» **Request**
Copy everything from the first of the lines below down to the line containing "178], [146, 191]]]", both included, without changes, and omit the pictures from your copy.

::::

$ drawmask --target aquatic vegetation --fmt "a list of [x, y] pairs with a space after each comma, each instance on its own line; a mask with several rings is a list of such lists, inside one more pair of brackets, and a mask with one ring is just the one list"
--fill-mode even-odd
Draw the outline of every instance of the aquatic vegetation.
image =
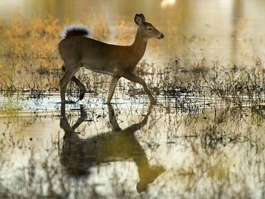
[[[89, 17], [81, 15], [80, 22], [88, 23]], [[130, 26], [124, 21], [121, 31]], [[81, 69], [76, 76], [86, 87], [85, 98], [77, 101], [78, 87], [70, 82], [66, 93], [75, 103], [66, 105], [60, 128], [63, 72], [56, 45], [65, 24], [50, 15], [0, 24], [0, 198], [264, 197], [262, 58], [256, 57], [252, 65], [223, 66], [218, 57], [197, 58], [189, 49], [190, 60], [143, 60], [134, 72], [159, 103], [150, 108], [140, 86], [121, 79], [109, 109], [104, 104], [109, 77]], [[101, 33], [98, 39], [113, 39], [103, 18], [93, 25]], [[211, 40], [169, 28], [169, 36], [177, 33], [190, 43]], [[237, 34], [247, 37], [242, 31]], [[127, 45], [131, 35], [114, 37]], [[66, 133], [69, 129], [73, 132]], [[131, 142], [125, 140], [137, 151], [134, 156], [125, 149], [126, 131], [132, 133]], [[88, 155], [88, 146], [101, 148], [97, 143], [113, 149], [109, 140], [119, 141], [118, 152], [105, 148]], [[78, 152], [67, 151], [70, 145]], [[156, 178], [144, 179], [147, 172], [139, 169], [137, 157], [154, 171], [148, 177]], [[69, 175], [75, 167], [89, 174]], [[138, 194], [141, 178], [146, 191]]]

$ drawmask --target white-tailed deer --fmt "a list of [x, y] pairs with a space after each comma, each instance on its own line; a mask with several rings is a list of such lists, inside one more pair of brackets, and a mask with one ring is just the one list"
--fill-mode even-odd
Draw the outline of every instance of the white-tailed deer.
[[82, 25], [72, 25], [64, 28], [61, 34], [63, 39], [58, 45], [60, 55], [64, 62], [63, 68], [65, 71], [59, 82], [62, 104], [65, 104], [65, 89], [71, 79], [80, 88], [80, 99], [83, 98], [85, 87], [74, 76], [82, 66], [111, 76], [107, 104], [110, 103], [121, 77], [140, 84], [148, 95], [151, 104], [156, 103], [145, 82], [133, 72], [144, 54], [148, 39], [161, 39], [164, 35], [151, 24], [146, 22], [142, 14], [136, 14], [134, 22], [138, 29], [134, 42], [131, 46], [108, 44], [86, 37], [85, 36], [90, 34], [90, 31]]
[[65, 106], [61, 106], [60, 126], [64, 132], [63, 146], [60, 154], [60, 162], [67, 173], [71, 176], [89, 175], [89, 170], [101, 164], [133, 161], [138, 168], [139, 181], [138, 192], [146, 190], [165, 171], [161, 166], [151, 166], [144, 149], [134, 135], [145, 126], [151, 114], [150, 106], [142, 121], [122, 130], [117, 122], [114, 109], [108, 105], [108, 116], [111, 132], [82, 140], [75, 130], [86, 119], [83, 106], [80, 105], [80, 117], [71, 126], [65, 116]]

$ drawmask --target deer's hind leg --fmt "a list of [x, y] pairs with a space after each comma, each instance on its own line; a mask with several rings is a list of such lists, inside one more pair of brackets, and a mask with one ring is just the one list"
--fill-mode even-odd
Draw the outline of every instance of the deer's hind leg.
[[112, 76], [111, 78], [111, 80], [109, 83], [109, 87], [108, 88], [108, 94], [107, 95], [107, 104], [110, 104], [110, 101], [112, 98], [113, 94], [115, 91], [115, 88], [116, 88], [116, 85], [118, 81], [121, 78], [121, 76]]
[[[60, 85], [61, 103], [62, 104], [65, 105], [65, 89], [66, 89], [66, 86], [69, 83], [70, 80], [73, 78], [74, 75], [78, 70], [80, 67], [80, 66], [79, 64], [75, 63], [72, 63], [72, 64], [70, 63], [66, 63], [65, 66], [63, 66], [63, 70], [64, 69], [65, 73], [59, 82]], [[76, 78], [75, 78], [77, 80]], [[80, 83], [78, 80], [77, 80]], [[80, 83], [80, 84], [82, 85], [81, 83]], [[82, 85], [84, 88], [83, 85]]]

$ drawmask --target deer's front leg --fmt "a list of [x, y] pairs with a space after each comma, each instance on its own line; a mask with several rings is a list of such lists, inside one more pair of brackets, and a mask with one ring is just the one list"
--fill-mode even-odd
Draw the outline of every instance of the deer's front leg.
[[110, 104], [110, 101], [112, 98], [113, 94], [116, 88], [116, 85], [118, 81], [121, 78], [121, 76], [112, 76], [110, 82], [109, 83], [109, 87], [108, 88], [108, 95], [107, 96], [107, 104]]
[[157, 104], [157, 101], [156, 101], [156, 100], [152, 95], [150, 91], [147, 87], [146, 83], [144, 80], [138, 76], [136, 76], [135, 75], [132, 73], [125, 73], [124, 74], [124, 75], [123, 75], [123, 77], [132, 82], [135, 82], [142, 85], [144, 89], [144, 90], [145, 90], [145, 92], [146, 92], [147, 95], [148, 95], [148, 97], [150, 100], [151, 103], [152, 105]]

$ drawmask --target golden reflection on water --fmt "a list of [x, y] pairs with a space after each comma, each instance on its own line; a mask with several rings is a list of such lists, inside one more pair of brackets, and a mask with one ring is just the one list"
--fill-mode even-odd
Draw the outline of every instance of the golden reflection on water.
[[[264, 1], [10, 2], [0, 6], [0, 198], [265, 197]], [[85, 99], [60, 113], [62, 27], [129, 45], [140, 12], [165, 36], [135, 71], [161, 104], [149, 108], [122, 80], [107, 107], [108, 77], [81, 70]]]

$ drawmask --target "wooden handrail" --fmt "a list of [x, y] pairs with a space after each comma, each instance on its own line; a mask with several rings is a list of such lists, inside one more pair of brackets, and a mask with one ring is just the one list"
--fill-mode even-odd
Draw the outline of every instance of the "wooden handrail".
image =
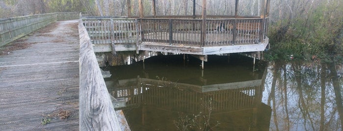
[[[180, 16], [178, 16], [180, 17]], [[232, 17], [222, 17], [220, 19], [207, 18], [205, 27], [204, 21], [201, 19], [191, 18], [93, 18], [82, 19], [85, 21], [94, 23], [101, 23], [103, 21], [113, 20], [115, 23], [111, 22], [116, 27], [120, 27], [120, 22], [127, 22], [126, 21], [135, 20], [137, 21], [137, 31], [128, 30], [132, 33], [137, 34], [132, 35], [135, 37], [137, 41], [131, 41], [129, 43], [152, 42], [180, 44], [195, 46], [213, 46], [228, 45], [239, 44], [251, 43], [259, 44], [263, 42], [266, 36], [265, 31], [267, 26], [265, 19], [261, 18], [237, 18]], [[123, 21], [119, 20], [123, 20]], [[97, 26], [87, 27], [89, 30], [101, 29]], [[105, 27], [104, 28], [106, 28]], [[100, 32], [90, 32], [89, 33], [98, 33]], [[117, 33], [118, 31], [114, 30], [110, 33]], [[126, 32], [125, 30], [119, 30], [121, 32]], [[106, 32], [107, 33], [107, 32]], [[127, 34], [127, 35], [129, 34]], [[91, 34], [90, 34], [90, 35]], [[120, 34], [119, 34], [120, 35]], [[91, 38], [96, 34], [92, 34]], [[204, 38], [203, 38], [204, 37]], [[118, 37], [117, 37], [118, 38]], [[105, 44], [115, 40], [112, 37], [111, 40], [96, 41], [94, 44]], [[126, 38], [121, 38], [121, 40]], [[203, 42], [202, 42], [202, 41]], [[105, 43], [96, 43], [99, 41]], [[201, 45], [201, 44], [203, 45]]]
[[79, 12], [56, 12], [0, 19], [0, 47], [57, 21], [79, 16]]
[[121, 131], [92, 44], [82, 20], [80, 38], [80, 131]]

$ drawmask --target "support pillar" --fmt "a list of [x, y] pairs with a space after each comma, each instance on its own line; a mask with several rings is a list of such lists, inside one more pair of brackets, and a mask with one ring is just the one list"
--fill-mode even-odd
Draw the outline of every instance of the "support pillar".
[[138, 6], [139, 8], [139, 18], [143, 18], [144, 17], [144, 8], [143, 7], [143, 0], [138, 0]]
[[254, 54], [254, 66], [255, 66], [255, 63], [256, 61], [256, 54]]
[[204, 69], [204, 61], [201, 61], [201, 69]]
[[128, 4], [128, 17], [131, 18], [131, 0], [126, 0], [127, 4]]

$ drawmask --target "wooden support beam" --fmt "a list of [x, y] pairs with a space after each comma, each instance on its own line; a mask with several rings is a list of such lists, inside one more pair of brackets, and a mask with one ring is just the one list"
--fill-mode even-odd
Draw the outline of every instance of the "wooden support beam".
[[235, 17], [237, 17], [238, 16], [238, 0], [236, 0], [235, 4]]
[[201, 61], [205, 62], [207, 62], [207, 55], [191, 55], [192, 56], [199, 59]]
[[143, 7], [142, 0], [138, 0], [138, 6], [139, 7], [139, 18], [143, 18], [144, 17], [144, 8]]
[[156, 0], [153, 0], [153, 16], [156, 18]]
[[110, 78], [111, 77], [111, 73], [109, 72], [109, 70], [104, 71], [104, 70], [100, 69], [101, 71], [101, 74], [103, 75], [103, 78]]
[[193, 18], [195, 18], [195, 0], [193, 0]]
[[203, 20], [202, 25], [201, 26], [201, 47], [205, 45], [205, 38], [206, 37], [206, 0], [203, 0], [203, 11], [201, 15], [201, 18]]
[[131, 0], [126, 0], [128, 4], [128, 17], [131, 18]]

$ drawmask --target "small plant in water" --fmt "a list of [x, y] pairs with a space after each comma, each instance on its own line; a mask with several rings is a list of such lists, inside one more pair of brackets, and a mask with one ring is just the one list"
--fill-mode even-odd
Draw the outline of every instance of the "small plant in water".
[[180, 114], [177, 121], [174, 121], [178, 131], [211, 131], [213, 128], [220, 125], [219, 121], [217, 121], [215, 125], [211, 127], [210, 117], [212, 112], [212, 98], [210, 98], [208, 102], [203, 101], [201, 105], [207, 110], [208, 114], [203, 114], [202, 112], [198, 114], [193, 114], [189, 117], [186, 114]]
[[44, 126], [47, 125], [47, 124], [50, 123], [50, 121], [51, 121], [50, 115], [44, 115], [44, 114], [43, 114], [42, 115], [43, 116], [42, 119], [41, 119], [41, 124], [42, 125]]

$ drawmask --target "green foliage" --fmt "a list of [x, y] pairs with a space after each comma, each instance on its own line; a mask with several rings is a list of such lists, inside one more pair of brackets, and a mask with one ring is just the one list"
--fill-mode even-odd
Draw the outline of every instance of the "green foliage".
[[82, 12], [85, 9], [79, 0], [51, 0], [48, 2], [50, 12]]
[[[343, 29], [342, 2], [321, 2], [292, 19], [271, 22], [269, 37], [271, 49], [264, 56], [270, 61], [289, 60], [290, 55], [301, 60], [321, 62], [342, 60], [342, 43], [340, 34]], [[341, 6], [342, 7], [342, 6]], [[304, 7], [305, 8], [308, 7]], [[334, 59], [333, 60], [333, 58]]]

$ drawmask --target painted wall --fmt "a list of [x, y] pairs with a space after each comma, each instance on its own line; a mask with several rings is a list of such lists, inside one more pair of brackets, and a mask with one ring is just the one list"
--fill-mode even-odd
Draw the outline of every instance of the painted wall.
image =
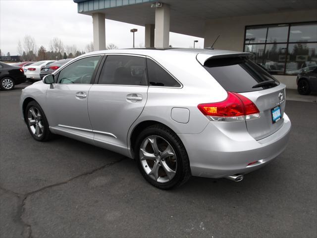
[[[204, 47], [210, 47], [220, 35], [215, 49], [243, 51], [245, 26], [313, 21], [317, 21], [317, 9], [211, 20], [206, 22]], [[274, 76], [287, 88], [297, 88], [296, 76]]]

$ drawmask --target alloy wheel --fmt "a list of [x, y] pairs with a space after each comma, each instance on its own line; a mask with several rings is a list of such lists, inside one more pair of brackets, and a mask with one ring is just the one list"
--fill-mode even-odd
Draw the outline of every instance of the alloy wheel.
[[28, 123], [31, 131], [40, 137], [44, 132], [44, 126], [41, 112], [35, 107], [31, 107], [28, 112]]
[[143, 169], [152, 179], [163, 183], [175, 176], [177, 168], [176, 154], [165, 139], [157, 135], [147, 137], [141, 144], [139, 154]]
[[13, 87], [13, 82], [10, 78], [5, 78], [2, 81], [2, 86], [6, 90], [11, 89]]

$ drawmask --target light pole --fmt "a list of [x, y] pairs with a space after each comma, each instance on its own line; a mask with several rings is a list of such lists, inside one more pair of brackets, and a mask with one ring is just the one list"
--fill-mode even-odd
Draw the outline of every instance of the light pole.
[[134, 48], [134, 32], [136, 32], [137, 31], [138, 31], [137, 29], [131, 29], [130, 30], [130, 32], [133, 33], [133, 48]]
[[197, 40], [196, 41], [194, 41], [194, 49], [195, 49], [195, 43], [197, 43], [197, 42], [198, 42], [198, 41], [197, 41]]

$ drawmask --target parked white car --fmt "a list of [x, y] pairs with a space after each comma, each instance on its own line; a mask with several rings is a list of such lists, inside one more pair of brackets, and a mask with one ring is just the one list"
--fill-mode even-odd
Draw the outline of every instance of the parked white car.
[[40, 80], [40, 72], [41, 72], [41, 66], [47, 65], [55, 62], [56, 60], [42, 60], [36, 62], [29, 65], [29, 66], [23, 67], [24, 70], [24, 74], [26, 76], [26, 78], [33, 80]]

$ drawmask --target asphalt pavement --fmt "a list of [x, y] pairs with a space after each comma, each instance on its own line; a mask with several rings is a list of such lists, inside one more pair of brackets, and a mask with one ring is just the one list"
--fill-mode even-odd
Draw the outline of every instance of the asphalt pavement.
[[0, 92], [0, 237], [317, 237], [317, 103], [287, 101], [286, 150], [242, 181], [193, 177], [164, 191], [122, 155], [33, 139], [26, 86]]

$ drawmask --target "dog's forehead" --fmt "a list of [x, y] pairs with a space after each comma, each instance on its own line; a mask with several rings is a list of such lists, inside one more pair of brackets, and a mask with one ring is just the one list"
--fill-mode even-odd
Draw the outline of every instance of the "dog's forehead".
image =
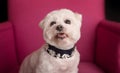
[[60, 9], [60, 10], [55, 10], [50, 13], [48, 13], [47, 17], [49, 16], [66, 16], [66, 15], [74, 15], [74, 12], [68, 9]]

::::

» **Result**
$ drawmask --target aquatic vegetation --fmt "a list of [x, y] pairs with a space after each comma, each instance on its own line; a mask with several rings is a list of such lists, inside one more pair of brackets, and a mask with one ring is just the one list"
--fill-mode even-odd
Draw the outline of every instance of the aquatic vegetation.
image =
[[[89, 17], [81, 15], [80, 22], [88, 23]], [[130, 26], [124, 21], [121, 31]], [[81, 69], [76, 76], [86, 87], [85, 98], [77, 101], [78, 87], [70, 82], [66, 93], [75, 103], [66, 105], [60, 128], [63, 72], [56, 45], [65, 24], [50, 15], [0, 24], [0, 198], [264, 197], [262, 58], [256, 57], [252, 65], [223, 66], [218, 57], [197, 58], [189, 49], [190, 60], [143, 60], [134, 72], [159, 103], [150, 108], [140, 86], [121, 79], [109, 109], [104, 104], [109, 77]], [[101, 33], [98, 39], [113, 39], [103, 18], [93, 25]], [[211, 40], [169, 28], [169, 36], [177, 33], [190, 43]], [[237, 34], [247, 37], [242, 31]], [[127, 45], [131, 35], [114, 37]], [[66, 133], [69, 129], [73, 132]], [[131, 142], [125, 140], [137, 151], [134, 156], [125, 149], [126, 131], [132, 133]], [[88, 155], [88, 146], [101, 148], [97, 143], [113, 149], [109, 140], [119, 141], [118, 152], [105, 148]], [[78, 152], [67, 151], [70, 145]], [[156, 178], [144, 179], [147, 172], [139, 169], [137, 157], [154, 171], [148, 177]], [[69, 175], [75, 167], [89, 174]], [[138, 194], [141, 178], [146, 191]]]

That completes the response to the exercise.